→ **The problem**:
Write out, word for word, the section of the passage on ClickHouse and Elasticsearch aggregation that begins at the words "The ③ result" and stops after "requirements and runtimes.".

A materialized view does the insert step above automatically. Here's a concrete example based on the average house price per town example we used above.

③ At query time, the -Merge aggregate function combinator can be used to combine the partial aggregation states into the final result aggregation values:

SELECT
    town,
    avgMerge(avg_price_state) AS avg_price
FROM <table with AggregatingMergeTree engine>
GROUP BY town;

Compared with ClickHouse, Elasticsearch leverages a completely different parallelization approach for its terms aggregation (which is used to calculate counts in Elasticsearch). This leads to less efficient hardware utilization than ClickHouse: The terms aggregation always needs a size parameter (called n in the following), and Elasticsearch runs this aggregation with one CPU thread per shard, independent of the number of CPU cores. Each thread calculates shard-local top n results (based on the largest count values per group by default) from its processed shard. Shard-local results are eventually consolidated into a global top n final result.

Elasticsearch’s multi-node parallelization of the terms aggregation works similarly. When the shards are spread over multiple nodes, each node produces (with the technique explained above) a node-local top n result, and these node-local results are consolidated into the final global result by the coordinating node (the node that initially received the aggregation query).

Based on how the data is spread over shards, this parallelization approach potentially has a precision issue. We illustrate this with an example: We assume, based on the UK property prices dataset, that we want to calculate the top two towns with the most sold properties. The data is spread over two shards. The figure above shows abstractly ① the shard-local counts of property sale records per town. Each processing thread ② returns a shard-local top 2 result, which is consolidated ③ into the final global top 2 result. This result is incorrect, though. Based on the shard-global data, this is the correct count of records per town:

Town 1: 11
Town 2: 8
Town 3: 9
Town 4: 9

The ③ result calculated by Elasticsearch has both the count value and ranking for Town 2 wrong. Precision can be increased by analyzing returned count errors and adjusting the shard size parameter - this commands each processing thread to return a larger top n result from each shard than requested by the query, increasing memory requirements and runtimes.

→ **Supplied records**:
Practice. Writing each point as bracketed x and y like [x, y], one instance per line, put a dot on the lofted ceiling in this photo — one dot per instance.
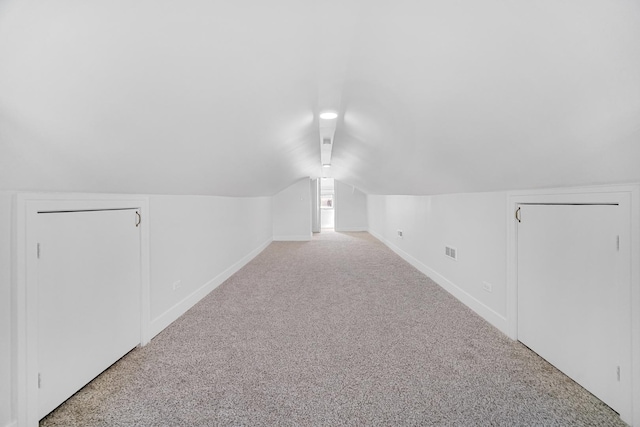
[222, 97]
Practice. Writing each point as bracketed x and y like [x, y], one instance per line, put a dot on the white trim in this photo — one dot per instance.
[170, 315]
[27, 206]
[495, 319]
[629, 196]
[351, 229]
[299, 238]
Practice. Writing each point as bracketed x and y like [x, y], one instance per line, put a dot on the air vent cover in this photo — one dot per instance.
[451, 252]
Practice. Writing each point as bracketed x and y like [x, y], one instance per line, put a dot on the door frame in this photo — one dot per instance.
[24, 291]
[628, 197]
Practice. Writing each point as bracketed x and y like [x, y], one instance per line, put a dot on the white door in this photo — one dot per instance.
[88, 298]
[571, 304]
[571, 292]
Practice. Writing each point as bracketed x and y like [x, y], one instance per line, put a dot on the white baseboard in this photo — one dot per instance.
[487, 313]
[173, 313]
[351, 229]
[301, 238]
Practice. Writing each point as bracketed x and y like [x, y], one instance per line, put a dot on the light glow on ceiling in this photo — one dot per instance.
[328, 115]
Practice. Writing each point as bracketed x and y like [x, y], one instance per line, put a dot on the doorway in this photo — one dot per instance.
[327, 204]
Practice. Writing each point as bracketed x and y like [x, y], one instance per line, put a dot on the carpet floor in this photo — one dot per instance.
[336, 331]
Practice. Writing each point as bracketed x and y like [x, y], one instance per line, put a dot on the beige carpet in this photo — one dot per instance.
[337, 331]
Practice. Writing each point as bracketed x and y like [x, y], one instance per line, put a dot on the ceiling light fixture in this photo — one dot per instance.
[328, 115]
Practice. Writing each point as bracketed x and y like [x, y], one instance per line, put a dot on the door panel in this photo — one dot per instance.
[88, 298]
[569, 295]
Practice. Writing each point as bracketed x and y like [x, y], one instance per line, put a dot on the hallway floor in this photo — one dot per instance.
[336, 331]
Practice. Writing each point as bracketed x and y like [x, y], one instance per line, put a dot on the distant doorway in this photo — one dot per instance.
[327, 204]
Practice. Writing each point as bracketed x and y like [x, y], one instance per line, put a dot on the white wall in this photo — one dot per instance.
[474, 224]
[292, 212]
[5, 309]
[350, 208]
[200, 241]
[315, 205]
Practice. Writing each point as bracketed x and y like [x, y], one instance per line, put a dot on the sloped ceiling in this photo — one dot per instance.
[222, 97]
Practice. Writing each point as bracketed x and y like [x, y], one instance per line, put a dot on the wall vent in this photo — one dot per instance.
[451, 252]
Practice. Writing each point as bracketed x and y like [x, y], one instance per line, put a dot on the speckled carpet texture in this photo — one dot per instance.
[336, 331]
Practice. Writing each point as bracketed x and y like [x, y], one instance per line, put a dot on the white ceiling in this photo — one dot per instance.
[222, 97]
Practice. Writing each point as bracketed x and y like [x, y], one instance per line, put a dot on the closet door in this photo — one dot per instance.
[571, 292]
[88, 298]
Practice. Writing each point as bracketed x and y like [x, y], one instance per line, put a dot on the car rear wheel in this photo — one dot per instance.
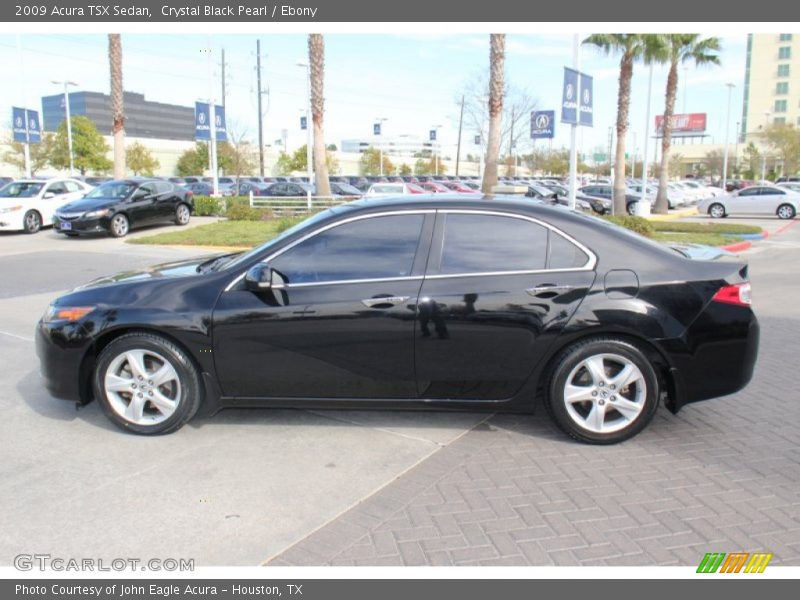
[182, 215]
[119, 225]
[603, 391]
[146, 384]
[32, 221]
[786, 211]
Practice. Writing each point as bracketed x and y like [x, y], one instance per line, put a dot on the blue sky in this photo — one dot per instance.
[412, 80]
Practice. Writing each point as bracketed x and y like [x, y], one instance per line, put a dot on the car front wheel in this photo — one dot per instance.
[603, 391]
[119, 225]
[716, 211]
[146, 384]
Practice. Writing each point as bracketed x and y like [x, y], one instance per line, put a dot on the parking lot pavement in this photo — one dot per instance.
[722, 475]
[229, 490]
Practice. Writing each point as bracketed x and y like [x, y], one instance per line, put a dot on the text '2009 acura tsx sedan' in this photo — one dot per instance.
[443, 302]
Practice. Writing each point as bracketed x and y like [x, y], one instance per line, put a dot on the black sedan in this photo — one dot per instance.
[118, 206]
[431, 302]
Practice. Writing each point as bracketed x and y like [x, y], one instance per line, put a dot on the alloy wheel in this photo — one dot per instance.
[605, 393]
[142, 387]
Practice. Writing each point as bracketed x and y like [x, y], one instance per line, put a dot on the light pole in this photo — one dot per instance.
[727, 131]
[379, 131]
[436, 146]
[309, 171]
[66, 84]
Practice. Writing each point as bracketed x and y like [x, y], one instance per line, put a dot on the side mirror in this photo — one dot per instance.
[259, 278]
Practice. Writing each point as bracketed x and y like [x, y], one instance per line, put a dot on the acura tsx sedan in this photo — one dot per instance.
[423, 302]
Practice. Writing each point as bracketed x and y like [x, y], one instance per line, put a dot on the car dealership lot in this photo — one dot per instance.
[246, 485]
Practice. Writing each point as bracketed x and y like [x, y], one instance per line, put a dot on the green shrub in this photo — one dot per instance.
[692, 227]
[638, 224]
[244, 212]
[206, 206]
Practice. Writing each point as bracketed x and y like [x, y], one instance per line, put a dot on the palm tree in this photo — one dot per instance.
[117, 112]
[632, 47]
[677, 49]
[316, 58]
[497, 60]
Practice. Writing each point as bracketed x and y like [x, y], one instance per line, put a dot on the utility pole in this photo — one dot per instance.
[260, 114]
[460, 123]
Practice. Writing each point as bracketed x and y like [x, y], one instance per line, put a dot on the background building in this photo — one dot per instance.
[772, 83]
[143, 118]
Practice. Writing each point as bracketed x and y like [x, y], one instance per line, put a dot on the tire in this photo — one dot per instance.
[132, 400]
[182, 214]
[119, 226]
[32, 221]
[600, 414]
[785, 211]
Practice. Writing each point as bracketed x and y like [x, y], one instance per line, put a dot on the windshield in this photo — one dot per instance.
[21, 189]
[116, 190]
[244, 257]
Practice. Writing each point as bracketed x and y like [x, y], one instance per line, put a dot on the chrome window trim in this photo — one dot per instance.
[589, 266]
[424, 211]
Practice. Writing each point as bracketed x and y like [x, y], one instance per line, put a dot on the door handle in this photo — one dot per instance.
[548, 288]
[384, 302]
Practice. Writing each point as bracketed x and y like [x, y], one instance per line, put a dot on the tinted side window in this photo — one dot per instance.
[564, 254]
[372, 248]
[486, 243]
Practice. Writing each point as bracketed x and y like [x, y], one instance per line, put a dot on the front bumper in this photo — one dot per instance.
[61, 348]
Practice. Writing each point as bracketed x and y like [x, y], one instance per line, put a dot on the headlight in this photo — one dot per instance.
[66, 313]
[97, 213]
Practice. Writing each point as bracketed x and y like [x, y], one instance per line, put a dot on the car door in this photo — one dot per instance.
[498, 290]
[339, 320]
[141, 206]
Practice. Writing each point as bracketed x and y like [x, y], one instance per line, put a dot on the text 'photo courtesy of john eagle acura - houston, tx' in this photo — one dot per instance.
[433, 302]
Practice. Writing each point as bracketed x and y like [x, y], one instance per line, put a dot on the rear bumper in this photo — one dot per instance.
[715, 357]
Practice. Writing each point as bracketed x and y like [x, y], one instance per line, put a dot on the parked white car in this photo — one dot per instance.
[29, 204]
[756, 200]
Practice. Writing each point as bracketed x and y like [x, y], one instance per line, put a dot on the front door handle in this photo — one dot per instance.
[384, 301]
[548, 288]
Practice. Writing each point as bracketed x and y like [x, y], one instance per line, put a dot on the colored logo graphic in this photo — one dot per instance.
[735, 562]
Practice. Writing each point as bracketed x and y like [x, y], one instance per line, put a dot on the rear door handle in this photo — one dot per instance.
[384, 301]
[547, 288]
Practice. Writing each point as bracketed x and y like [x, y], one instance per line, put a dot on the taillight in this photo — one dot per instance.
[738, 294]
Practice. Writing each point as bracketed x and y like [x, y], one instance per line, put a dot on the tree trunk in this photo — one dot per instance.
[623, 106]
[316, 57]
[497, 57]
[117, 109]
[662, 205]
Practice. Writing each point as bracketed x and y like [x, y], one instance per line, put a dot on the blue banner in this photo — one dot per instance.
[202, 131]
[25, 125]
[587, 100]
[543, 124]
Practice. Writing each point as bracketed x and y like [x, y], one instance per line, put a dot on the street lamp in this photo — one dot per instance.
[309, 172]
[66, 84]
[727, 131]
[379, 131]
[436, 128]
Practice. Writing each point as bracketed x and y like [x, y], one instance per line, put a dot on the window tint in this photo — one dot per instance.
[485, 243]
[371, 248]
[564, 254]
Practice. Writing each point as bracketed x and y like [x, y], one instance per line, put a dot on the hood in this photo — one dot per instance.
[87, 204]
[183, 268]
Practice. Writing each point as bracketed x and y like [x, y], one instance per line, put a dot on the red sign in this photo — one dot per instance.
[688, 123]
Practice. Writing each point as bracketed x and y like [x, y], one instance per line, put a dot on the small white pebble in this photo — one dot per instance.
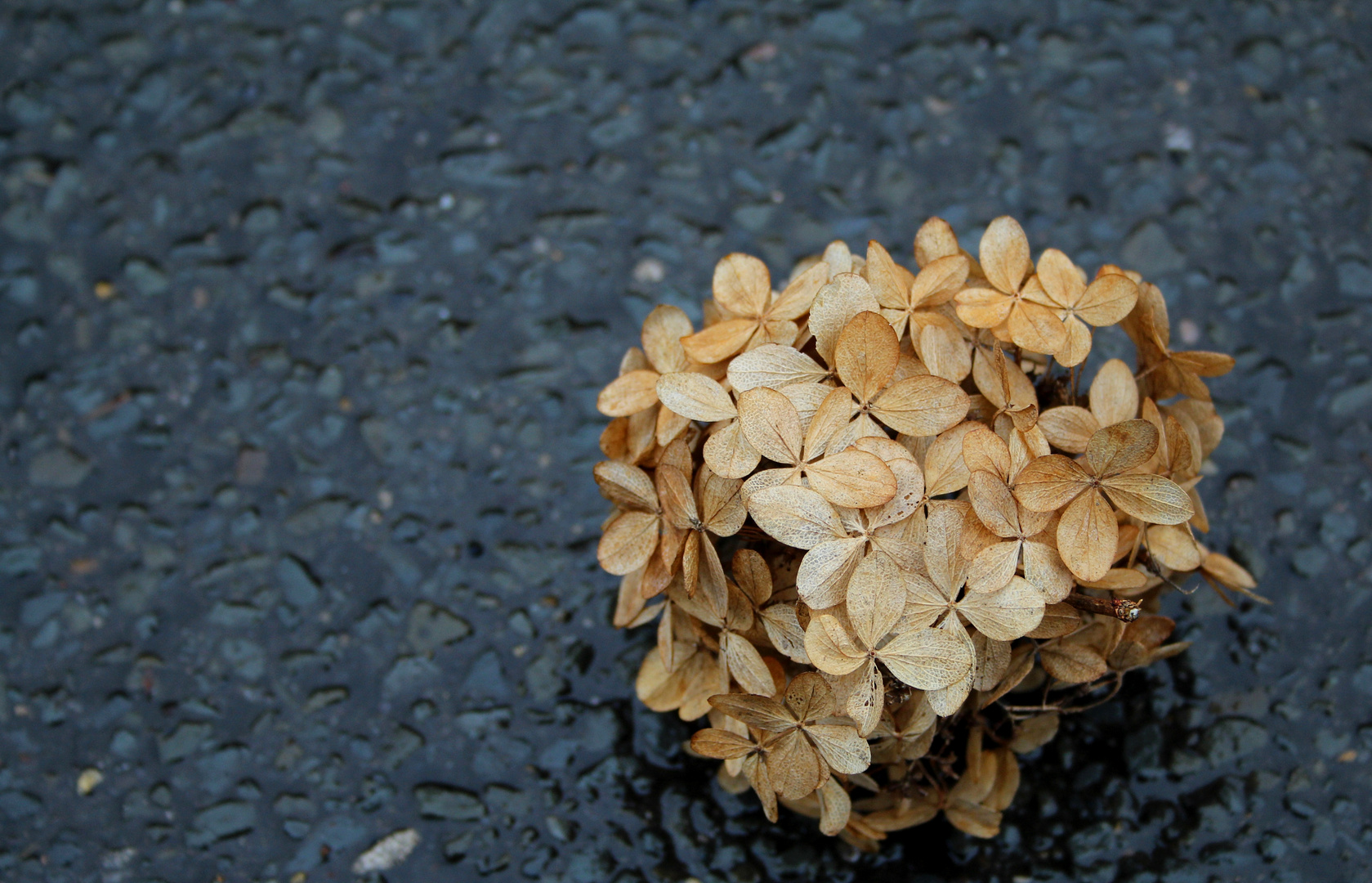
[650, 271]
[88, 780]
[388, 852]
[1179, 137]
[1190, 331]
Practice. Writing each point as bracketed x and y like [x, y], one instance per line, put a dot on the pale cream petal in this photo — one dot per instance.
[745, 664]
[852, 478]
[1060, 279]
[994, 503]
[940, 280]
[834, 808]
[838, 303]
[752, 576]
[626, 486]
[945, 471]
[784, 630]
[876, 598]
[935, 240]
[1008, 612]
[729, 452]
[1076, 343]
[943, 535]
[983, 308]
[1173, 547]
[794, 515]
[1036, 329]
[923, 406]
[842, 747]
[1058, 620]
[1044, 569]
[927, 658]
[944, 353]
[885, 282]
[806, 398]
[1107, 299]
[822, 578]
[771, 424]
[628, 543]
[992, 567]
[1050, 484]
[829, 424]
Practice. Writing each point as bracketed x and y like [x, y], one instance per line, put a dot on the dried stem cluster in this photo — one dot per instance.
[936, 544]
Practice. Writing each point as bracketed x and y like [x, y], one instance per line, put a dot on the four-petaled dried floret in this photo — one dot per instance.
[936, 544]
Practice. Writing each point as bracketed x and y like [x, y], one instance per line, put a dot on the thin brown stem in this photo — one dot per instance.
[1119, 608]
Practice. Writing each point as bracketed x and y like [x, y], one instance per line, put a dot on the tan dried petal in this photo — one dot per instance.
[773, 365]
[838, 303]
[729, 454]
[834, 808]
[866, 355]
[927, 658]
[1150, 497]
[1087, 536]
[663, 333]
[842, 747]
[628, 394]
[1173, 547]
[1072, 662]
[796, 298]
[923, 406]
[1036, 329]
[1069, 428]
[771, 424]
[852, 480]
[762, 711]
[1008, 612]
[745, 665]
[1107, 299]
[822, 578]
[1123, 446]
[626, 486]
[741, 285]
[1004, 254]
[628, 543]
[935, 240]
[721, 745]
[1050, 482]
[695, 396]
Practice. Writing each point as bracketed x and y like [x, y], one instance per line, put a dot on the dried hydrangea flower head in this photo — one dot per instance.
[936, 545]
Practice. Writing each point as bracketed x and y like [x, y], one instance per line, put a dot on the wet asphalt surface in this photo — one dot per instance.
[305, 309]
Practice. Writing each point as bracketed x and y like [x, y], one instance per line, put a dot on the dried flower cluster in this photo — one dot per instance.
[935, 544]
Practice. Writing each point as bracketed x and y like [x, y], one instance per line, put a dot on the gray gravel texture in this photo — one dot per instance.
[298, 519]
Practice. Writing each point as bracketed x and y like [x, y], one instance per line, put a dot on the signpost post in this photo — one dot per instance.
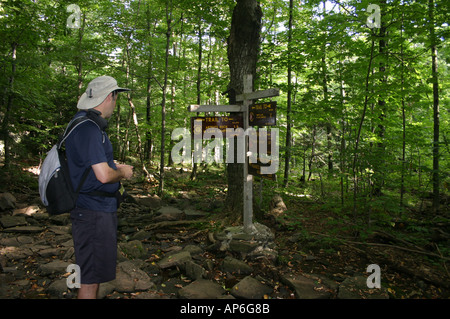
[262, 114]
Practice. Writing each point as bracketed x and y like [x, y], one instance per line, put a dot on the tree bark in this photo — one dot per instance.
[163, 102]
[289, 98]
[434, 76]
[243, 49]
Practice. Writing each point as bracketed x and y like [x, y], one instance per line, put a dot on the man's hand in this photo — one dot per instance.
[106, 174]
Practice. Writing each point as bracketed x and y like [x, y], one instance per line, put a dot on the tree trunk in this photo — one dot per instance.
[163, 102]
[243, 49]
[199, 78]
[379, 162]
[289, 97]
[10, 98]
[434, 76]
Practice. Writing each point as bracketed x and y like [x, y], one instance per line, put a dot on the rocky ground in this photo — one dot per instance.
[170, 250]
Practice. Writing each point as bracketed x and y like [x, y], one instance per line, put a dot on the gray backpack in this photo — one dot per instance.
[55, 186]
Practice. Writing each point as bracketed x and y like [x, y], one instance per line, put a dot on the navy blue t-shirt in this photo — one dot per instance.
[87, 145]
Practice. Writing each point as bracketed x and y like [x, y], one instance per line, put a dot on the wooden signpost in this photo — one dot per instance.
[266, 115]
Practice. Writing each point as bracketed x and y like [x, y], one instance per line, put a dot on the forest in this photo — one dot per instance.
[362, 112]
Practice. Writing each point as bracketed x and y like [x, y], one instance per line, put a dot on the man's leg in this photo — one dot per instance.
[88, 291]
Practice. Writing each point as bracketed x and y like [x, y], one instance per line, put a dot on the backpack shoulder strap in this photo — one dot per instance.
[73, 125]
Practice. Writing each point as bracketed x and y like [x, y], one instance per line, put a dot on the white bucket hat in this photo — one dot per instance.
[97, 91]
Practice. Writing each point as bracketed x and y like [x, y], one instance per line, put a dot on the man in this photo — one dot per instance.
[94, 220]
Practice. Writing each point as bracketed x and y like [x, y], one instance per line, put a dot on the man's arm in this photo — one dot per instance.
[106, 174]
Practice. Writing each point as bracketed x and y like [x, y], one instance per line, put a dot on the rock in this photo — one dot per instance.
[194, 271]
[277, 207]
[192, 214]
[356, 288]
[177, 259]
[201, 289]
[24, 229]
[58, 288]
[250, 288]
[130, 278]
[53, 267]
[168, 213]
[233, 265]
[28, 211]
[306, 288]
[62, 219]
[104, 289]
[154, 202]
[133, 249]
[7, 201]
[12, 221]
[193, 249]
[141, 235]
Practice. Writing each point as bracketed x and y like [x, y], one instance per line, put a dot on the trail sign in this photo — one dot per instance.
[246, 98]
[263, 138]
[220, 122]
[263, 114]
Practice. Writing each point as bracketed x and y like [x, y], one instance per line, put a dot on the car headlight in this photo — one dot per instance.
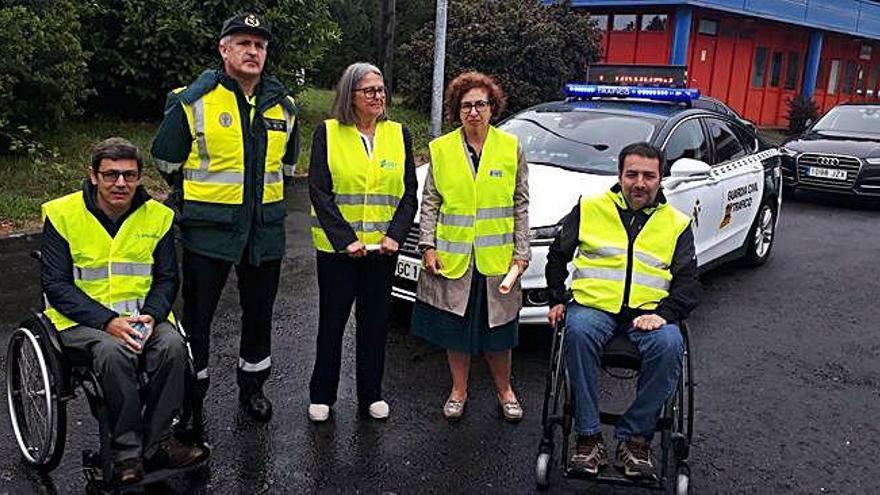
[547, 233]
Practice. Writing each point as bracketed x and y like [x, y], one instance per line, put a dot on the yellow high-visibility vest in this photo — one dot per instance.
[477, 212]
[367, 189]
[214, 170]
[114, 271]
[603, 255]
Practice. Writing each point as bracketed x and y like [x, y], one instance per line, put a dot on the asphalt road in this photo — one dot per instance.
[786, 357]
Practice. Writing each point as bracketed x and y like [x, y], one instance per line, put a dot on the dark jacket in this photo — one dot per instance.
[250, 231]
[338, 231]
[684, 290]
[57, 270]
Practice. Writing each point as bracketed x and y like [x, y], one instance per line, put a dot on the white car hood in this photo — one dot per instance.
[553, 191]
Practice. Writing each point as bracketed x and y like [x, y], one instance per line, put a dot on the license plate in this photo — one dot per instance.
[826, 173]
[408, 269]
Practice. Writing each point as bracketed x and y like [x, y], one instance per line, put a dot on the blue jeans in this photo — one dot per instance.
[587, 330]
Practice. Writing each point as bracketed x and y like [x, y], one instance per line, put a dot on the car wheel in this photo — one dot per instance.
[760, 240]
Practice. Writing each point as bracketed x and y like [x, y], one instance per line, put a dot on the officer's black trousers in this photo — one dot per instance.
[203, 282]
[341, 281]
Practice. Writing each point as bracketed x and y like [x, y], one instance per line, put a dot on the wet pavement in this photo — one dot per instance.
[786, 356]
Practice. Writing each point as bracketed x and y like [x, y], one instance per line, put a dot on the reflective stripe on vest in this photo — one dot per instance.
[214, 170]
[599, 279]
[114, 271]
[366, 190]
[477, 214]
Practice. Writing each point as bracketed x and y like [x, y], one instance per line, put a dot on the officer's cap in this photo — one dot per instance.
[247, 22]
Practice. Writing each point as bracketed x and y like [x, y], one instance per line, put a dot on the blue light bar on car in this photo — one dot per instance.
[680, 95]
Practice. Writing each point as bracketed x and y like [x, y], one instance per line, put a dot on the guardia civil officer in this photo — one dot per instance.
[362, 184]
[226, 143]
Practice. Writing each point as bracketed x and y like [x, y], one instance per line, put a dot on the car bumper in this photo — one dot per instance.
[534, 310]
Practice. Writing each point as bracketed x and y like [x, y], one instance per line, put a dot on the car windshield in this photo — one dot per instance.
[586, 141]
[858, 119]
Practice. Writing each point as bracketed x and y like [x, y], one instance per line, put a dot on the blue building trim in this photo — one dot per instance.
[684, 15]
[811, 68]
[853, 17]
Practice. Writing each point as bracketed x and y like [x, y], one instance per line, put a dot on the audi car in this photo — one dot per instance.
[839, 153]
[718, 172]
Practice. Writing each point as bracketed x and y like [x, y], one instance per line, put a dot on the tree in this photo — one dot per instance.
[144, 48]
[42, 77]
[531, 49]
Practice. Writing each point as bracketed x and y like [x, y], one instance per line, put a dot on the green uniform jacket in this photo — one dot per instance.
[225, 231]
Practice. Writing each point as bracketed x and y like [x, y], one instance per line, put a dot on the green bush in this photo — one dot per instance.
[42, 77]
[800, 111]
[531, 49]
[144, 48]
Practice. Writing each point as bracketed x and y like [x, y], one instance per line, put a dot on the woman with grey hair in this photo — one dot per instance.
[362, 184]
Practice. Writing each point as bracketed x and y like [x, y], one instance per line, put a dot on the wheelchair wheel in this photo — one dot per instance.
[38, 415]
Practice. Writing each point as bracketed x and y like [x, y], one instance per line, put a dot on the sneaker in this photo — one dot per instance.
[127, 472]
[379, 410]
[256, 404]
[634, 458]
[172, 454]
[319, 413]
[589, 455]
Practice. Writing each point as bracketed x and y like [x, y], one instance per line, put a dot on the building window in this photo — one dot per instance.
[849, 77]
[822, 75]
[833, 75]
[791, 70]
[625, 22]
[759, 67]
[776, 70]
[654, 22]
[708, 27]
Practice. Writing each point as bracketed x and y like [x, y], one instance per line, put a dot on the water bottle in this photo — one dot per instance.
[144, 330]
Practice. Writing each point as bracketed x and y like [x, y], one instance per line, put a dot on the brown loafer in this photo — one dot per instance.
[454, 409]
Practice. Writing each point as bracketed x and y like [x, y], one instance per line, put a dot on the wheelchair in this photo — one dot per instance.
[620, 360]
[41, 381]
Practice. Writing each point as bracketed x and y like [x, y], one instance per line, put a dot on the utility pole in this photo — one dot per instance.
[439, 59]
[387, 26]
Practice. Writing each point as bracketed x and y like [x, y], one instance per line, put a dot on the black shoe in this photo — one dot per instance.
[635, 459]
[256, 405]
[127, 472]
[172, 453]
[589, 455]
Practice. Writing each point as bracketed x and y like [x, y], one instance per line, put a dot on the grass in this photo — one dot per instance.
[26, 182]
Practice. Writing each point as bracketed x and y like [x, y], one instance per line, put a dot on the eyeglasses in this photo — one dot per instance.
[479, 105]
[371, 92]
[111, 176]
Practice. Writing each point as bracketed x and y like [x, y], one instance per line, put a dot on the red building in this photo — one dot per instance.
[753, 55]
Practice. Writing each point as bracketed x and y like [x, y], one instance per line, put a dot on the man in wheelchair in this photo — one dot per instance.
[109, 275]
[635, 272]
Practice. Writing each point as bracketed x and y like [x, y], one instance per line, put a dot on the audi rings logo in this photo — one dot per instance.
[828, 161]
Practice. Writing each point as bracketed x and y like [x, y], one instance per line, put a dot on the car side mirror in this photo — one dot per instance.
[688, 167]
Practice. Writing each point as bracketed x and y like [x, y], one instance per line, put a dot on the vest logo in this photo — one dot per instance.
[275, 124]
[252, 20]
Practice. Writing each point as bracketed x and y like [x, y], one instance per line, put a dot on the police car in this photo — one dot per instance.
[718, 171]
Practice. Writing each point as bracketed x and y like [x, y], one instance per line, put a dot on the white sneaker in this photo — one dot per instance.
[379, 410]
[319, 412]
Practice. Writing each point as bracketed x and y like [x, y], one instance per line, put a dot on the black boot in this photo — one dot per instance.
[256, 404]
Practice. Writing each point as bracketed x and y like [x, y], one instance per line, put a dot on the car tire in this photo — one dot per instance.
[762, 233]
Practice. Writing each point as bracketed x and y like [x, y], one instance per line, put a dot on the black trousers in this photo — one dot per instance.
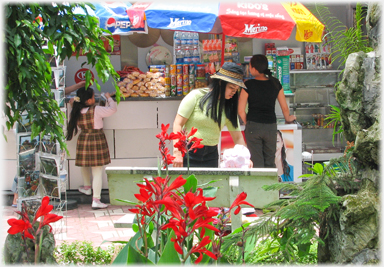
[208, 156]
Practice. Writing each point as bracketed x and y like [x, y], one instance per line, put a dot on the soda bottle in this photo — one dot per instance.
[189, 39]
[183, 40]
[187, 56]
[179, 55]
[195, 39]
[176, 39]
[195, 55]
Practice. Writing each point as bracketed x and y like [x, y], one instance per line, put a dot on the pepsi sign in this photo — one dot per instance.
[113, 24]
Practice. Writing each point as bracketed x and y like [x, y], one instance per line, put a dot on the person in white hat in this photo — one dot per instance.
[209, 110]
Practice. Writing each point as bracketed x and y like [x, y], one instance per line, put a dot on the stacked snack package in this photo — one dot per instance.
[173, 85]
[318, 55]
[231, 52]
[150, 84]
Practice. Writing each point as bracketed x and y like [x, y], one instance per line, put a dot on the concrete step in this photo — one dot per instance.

→ **Answer to the task**:
The ③ result calculated by Elasticsearch has both the count value and ranking for Town 2 wrong. Precision can be increased by analyzing returned count errors and adjusting the shard size parameter - this commands each processing thread to return a larger top n result from each shard than requested by the query, increasing memory requirements and runtimes.